Raw records:

_____

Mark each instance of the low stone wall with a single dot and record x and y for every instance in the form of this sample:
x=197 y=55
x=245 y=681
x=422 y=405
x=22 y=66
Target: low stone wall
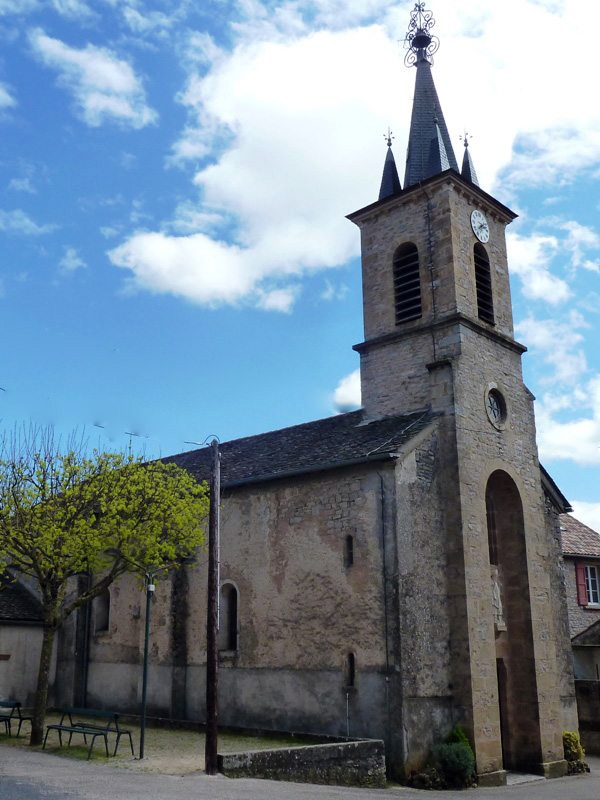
x=360 y=763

_____

The exercise: Write out every line of the records again, requests included, but add 53 to each x and y coordinate in the answers. Leave the pictures out.

Reply:
Mark each instance of the low stone wall with a single dot and record x and y for every instance in the form of this sample:
x=197 y=55
x=245 y=681
x=422 y=405
x=22 y=66
Target: low stone wall
x=413 y=816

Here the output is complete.